DIRECTIONS FOR THIS TASK — Return every record exactly. Omit nothing.

TASK INPUT —
== Segment start ==

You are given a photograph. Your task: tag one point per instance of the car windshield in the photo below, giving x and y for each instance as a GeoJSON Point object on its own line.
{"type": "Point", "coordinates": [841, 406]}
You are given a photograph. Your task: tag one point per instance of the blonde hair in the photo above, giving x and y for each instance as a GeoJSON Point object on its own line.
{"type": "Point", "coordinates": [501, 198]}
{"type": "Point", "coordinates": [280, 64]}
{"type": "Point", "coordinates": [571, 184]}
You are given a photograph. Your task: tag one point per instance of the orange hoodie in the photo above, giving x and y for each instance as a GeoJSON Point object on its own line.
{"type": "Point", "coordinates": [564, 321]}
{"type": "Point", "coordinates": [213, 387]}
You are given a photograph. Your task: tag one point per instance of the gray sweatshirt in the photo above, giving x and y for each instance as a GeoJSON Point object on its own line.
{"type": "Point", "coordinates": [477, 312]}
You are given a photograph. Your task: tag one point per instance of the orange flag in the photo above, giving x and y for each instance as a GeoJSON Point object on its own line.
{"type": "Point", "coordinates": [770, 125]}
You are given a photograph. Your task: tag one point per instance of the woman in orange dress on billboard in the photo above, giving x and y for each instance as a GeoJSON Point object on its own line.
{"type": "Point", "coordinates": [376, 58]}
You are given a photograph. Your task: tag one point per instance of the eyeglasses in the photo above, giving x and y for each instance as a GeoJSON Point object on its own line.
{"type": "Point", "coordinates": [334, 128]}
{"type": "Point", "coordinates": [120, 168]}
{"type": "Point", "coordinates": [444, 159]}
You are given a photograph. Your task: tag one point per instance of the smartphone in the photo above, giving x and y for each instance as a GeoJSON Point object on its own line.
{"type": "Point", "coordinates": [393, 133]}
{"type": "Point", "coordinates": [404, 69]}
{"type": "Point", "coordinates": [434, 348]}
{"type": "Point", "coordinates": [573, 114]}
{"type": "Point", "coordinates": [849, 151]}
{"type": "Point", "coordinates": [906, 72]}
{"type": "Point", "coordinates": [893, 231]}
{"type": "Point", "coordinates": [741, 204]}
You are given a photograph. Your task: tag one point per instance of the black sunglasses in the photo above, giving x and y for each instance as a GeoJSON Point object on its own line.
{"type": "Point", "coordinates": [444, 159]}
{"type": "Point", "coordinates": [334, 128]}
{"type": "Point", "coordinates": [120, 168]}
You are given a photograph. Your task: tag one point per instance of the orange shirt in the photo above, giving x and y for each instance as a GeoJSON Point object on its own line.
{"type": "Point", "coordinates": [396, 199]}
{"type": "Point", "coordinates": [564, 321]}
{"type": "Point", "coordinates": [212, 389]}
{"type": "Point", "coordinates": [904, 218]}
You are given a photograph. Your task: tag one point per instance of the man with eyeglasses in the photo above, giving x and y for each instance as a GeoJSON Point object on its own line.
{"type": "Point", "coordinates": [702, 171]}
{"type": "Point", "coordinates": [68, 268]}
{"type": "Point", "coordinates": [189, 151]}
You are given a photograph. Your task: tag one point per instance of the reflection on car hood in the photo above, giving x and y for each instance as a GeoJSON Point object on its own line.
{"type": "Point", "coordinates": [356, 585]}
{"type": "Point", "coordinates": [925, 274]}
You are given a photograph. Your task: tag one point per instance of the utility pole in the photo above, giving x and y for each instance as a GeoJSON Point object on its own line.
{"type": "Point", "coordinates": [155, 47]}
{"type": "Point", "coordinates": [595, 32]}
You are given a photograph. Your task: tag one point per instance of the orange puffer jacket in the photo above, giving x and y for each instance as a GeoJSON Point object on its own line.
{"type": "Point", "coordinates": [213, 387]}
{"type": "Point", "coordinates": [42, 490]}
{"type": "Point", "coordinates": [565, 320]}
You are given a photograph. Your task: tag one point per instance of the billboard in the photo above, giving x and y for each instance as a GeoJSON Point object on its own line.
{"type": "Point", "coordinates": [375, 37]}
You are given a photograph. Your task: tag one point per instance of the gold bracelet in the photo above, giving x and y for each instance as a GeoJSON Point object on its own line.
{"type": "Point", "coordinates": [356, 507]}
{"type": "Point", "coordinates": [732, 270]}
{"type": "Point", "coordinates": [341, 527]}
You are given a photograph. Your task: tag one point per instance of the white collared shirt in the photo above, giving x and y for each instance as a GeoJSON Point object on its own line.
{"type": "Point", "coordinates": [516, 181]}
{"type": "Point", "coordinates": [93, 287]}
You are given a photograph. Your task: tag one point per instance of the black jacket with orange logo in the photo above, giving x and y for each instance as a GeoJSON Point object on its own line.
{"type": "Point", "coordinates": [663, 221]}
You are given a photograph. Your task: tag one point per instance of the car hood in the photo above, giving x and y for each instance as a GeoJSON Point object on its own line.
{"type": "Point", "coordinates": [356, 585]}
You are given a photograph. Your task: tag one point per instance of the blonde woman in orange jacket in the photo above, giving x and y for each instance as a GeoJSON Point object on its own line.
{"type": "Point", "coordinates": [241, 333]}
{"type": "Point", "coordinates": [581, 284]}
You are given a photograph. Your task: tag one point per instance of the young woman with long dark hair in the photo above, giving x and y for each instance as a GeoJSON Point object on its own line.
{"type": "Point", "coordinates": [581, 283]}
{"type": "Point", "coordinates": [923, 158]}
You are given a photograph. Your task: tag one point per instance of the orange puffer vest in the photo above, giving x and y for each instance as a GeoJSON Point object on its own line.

== Segment end ==

EXERCISE OUTPUT —
You are given a photograph. Your task: tag one point per instance of the car windshield in the photo below, giving x and y for each instance as a GeoJSON Point object on its own line.
{"type": "Point", "coordinates": [841, 406]}
You are given a photograph. Your task: tag one point per instance of the blonde hair in the photo above, giving x and y for each instance as a GeoJSON Point object on its own line.
{"type": "Point", "coordinates": [501, 198]}
{"type": "Point", "coordinates": [280, 64]}
{"type": "Point", "coordinates": [571, 184]}
You are given a photograph. Your task: tag one point per instance of the orange hoodie in the photo above, giving x and y for each instance as a GeoJSON Point object on its own line.
{"type": "Point", "coordinates": [564, 321]}
{"type": "Point", "coordinates": [213, 387]}
You are given a photograph. Your task: tag one point per instance of the gray sweatshirt in the photo above, giving x and y for each instance as a GeoJSON Point object on its own line.
{"type": "Point", "coordinates": [477, 312]}
You are given a photograph. Your task: tag one point per instance of the orange flag in the photo above, giving x and y for each instance as a GeoJSON Point object on its own line.
{"type": "Point", "coordinates": [770, 125]}
You are given a photograph. Your task: tag one point per instance of the woman in orange dress on billboard in the photo above, giving x and y for each instance as a GeoJSON Point object on its own line.
{"type": "Point", "coordinates": [376, 58]}
You are given a photograph. Your task: tag one point per instance of the eyeglasses in the photo above, giving x and y for each instance as a GeoJSON Point object on its own line.
{"type": "Point", "coordinates": [334, 128]}
{"type": "Point", "coordinates": [120, 168]}
{"type": "Point", "coordinates": [444, 159]}
You are given a photograph. Your task: tag one point per instance of the smartphone in the photo above, giving x and y for each instance as a GeoJSON Point object on its own line.
{"type": "Point", "coordinates": [393, 133]}
{"type": "Point", "coordinates": [404, 69]}
{"type": "Point", "coordinates": [434, 348]}
{"type": "Point", "coordinates": [573, 114]}
{"type": "Point", "coordinates": [849, 151]}
{"type": "Point", "coordinates": [906, 72]}
{"type": "Point", "coordinates": [893, 231]}
{"type": "Point", "coordinates": [741, 204]}
You are given a photograph. Your task: tag one point per instance of the black sunglasses in the photo above, giving x and y for each instance as a GeoJSON Point object on its own line.
{"type": "Point", "coordinates": [444, 159]}
{"type": "Point", "coordinates": [334, 128]}
{"type": "Point", "coordinates": [120, 168]}
You are given a photograph. Your task: tag one point per instance of the orange shirt in the photo above, giving x and y for each instance as a GeoJSON Point object on its own line.
{"type": "Point", "coordinates": [396, 199]}
{"type": "Point", "coordinates": [564, 321]}
{"type": "Point", "coordinates": [212, 389]}
{"type": "Point", "coordinates": [904, 218]}
You are given a photograph. Your task: tag one point per instance of the man with eyeglasses in the photo above, giving x and y for each instance as a GeoJSON Point object on its own line.
{"type": "Point", "coordinates": [702, 171]}
{"type": "Point", "coordinates": [68, 268]}
{"type": "Point", "coordinates": [189, 151]}
You are given a photograph. Your task: tag one point per instance of the reflection on car hood in the photo above, giving x and y for each instance as a GeoJSON Point object on its own line.
{"type": "Point", "coordinates": [356, 585]}
{"type": "Point", "coordinates": [925, 274]}
You are given a photograph. Your task: tag one point per instance of the utility pole in the photo above, giving x and y for each instance as a GeoJSON Point object on its own line.
{"type": "Point", "coordinates": [155, 47]}
{"type": "Point", "coordinates": [595, 32]}
You are given a photograph. Your task: tag one point per instance of the orange puffer jacket in the photo above, giving x and y for each instance as a GeoJSON Point object on its own line.
{"type": "Point", "coordinates": [213, 387]}
{"type": "Point", "coordinates": [42, 490]}
{"type": "Point", "coordinates": [565, 320]}
You are given a photograph. Your task: tag one point per instance of the billboard in the photo above, giving x and y for each instance as a GeoJSON Point object on its own line.
{"type": "Point", "coordinates": [375, 37]}
You are given a photograph. Your task: tag one point per instance of the gold bracelet in the photo above, giving x and y for each instance as a GeoJSON Point object on its own line.
{"type": "Point", "coordinates": [356, 507]}
{"type": "Point", "coordinates": [732, 270]}
{"type": "Point", "coordinates": [341, 527]}
You are given a photograph. Your task: tag one point per instance of the white collared shirt in the photo above, giving x and y for each instance as a GeoJSON Point object on its own line.
{"type": "Point", "coordinates": [516, 181]}
{"type": "Point", "coordinates": [93, 287]}
You are given a photograph. Your task: tag one point per instance of the black jacket with orange logo in the photo above, giving x and y for each instance as a GeoJSON Point object on its own line.
{"type": "Point", "coordinates": [663, 221]}
You are given a photograph. Your task: tag one point per instance of the car hood in the photo above, giving x and y for each instance as a GeoJSON Point object on its own line.
{"type": "Point", "coordinates": [356, 585]}
You are given a photograph. Your task: tag one point per instance of the blonde woman in orange jacket in the photo above, giving x and y for each instance as a GeoJSON Point object on its own line.
{"type": "Point", "coordinates": [241, 333]}
{"type": "Point", "coordinates": [581, 284]}
You are given a photograph. Your task: tag one point per instance of the young woman with long dark hair in the photo above, giving x and y for each instance as a GeoJSON Point object on its own line.
{"type": "Point", "coordinates": [581, 283]}
{"type": "Point", "coordinates": [923, 158]}
You are given a photograph. Your task: tag one point per instance of the orange puffer vest in the photo above, giving x and y for each instance as a GeoJSON Point object on its own line.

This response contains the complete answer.